SHORT PROBLEM
Look at the entries below and reproduce them exactly.

Box-labeled dataset extracts:
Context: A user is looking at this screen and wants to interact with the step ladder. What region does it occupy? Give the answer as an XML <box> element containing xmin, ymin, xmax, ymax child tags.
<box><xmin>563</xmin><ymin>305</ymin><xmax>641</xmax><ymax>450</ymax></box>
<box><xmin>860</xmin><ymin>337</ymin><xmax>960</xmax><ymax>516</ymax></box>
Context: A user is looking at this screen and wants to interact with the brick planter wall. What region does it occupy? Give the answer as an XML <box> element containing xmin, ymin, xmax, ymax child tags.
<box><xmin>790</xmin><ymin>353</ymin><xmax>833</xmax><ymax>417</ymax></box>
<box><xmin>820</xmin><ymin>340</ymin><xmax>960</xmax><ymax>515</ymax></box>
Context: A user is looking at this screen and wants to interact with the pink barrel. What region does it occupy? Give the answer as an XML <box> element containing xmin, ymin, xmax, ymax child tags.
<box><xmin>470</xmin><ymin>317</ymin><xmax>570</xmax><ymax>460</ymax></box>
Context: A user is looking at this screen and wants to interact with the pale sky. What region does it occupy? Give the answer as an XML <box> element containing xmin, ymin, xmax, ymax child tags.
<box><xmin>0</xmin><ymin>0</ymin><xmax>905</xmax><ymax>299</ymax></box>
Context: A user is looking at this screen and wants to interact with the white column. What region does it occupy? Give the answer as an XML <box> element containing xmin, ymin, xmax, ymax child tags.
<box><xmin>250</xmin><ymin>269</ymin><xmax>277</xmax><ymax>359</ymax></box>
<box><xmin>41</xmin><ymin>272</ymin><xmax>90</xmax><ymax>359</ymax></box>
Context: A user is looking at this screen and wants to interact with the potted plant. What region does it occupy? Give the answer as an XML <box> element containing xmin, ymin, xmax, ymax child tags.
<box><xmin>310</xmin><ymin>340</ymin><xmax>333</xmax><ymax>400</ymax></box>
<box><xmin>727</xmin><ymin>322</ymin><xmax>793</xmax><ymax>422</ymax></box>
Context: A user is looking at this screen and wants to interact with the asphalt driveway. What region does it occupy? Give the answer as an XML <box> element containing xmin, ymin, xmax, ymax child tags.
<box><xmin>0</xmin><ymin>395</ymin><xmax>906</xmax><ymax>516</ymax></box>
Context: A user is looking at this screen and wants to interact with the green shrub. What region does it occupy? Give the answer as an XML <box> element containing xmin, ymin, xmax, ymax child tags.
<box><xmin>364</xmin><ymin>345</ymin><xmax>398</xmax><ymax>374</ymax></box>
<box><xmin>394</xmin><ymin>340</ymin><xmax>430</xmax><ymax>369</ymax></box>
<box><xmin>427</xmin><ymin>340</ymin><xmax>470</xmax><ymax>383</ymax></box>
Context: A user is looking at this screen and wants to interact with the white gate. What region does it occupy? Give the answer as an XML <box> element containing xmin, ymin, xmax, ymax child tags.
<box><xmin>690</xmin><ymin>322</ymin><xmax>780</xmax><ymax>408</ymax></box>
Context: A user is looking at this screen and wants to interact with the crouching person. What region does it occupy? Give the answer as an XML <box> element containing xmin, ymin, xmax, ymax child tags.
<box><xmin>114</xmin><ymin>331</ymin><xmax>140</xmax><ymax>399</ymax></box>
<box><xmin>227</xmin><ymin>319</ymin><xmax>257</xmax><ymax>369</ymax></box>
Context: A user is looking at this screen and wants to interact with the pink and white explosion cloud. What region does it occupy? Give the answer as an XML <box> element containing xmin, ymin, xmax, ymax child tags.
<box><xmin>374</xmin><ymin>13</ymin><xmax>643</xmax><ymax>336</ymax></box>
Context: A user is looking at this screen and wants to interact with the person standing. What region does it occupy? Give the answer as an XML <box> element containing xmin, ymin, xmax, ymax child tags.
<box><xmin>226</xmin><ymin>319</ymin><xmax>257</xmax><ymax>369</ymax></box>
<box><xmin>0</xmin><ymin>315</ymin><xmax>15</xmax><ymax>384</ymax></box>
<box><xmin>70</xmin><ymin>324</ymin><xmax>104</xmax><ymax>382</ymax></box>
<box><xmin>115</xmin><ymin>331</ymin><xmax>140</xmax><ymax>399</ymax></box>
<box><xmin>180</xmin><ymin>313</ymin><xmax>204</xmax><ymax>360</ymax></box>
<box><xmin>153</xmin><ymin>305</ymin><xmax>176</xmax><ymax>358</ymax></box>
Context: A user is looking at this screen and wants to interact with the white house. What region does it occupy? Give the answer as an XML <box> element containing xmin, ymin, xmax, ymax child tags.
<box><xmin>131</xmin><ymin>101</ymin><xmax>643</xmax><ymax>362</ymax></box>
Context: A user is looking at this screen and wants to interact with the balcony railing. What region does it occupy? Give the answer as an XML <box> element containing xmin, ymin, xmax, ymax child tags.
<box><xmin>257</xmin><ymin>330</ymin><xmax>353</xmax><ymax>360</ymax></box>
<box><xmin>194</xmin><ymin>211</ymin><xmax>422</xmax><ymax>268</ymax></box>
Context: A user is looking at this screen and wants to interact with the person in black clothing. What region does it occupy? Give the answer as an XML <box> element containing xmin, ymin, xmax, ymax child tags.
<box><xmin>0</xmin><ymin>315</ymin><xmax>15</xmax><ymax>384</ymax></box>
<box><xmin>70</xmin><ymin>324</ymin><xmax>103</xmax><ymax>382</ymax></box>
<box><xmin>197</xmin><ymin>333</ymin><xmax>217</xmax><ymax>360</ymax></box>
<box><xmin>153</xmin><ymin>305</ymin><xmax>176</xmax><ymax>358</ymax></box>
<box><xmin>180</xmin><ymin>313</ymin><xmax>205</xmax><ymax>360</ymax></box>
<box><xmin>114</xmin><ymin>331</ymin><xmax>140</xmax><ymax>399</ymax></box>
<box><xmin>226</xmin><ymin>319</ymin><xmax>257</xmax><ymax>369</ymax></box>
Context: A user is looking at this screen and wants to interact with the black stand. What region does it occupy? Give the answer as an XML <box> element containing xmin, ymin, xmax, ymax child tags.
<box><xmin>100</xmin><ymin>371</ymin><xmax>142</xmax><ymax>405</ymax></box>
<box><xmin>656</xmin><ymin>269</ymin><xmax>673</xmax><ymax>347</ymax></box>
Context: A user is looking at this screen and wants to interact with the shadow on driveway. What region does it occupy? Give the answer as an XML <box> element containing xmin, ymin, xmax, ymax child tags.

OUTPUT BELOW
Context: A user is looking at this screen and wants to interact with the step ladder. What region does it occupy? Give the answer as an XML <box> element containing xmin, ymin, xmax, ymax child tags.
<box><xmin>563</xmin><ymin>305</ymin><xmax>641</xmax><ymax>450</ymax></box>
<box><xmin>860</xmin><ymin>337</ymin><xmax>960</xmax><ymax>516</ymax></box>
Context: A user is looking at this screen and wants to interact with the brick planter wall. What region does it occupy? Give the answer as an XML <box> element containing xmin, ymin, xmax, ymax child tags.
<box><xmin>790</xmin><ymin>353</ymin><xmax>833</xmax><ymax>417</ymax></box>
<box><xmin>820</xmin><ymin>340</ymin><xmax>960</xmax><ymax>515</ymax></box>
Context: A user is looking at this screen and wants to interact with the pink barrel. What region does it occupy? Give the answer as an XML <box> element containing xmin, ymin, xmax, ymax child tags.
<box><xmin>470</xmin><ymin>317</ymin><xmax>570</xmax><ymax>460</ymax></box>
Context: A user is looking at this screen and wants to interact with the pale sky. What region does it occupy? Give the answer as an XML <box> element containing xmin, ymin, xmax, ymax child tags.
<box><xmin>0</xmin><ymin>0</ymin><xmax>905</xmax><ymax>299</ymax></box>
Context: A user is looking at this screen and wants to interact with the white column. What region does it occupy? Give the answer as an XML <box> element containing xmin, ymin, xmax, ymax child tags.
<box><xmin>250</xmin><ymin>269</ymin><xmax>277</xmax><ymax>359</ymax></box>
<box><xmin>41</xmin><ymin>272</ymin><xmax>90</xmax><ymax>359</ymax></box>
Context: A user is looking at this screen and wants to interact with the potted plant. What region does it occupy? Give the answer as an XML <box> element containing xmin, ymin, xmax, ymax child tags.
<box><xmin>310</xmin><ymin>340</ymin><xmax>333</xmax><ymax>400</ymax></box>
<box><xmin>727</xmin><ymin>322</ymin><xmax>793</xmax><ymax>422</ymax></box>
Context: A user is looking at this screen and wants to interact with the asphalt driveway. What region does it occupy? Give the answer as an XML <box> element containing xmin, ymin, xmax, ymax child tags.
<box><xmin>0</xmin><ymin>395</ymin><xmax>906</xmax><ymax>516</ymax></box>
Context: A user is looking at this screen and wants to interact with the green shrub. What region does it occupy? Give the answer as an XML <box> element containing xmin, ymin, xmax, ymax child tags.
<box><xmin>364</xmin><ymin>345</ymin><xmax>398</xmax><ymax>374</ymax></box>
<box><xmin>394</xmin><ymin>340</ymin><xmax>430</xmax><ymax>369</ymax></box>
<box><xmin>427</xmin><ymin>340</ymin><xmax>470</xmax><ymax>383</ymax></box>
Context: A user is looking at this screen and wants to interact with the white gate. What region does it occupy? Give the answer as an XML <box> element containing xmin, ymin, xmax, ymax child tags.
<box><xmin>690</xmin><ymin>322</ymin><xmax>780</xmax><ymax>408</ymax></box>
Context: A user is looking at this screen and wants to interact with the crouching person. What region does it occupy? Give the answer as an XML <box> element containing xmin, ymin, xmax, ymax child tags.
<box><xmin>114</xmin><ymin>331</ymin><xmax>140</xmax><ymax>399</ymax></box>
<box><xmin>227</xmin><ymin>319</ymin><xmax>257</xmax><ymax>369</ymax></box>
Context: A user is looking at this screen and wants to interact with the pink and white explosion cloud. What region does it occupy? Give the answer as an XML <box> element containing xmin, ymin, xmax, ymax child tags.
<box><xmin>374</xmin><ymin>13</ymin><xmax>643</xmax><ymax>336</ymax></box>
Context: A user is looking at this screen and wants to interact with the person standing. What region does it occupy? Give the answer as an XML <box> element containing xmin, ymin, xmax, ymax child tags.
<box><xmin>226</xmin><ymin>319</ymin><xmax>257</xmax><ymax>369</ymax></box>
<box><xmin>0</xmin><ymin>315</ymin><xmax>15</xmax><ymax>384</ymax></box>
<box><xmin>70</xmin><ymin>324</ymin><xmax>104</xmax><ymax>382</ymax></box>
<box><xmin>115</xmin><ymin>331</ymin><xmax>140</xmax><ymax>399</ymax></box>
<box><xmin>180</xmin><ymin>313</ymin><xmax>204</xmax><ymax>360</ymax></box>
<box><xmin>153</xmin><ymin>305</ymin><xmax>176</xmax><ymax>358</ymax></box>
Context: A user is looking at this screen and wants to interact with the white house. What region does it occupy? Give the answer as an XML <box> element containing xmin, ymin, xmax, ymax child tags.
<box><xmin>131</xmin><ymin>101</ymin><xmax>643</xmax><ymax>362</ymax></box>
Context: A user is looking at this screen and wants to interact with the balcony railing. What region does it occupy? Give the answer as an XML <box> element containing xmin, ymin, xmax, ymax child tags.
<box><xmin>257</xmin><ymin>330</ymin><xmax>353</xmax><ymax>360</ymax></box>
<box><xmin>194</xmin><ymin>211</ymin><xmax>422</xmax><ymax>268</ymax></box>
Context: A user is looking at this screen and wants to interact with the person in black clothing. What region does it occupy? Give the answer as an XML <box> element containing xmin, ymin, xmax, ymax child tags.
<box><xmin>0</xmin><ymin>315</ymin><xmax>15</xmax><ymax>384</ymax></box>
<box><xmin>70</xmin><ymin>324</ymin><xmax>103</xmax><ymax>382</ymax></box>
<box><xmin>197</xmin><ymin>333</ymin><xmax>217</xmax><ymax>360</ymax></box>
<box><xmin>153</xmin><ymin>305</ymin><xmax>176</xmax><ymax>358</ymax></box>
<box><xmin>180</xmin><ymin>313</ymin><xmax>205</xmax><ymax>360</ymax></box>
<box><xmin>114</xmin><ymin>331</ymin><xmax>140</xmax><ymax>399</ymax></box>
<box><xmin>226</xmin><ymin>319</ymin><xmax>257</xmax><ymax>369</ymax></box>
Context: A user is looking at this screen and wants to interact with the black stand. What region does it occupy? Give the answer as an XML <box> element containing xmin, ymin, xmax, ymax child tags.
<box><xmin>100</xmin><ymin>371</ymin><xmax>142</xmax><ymax>405</ymax></box>
<box><xmin>656</xmin><ymin>269</ymin><xmax>673</xmax><ymax>347</ymax></box>
Context: A user is looking at this screen and wants to interact with the shadow on driveway. What region does it occupy? Give the answer as an XML <box> element containing xmin, ymin, xmax, ymax child tags.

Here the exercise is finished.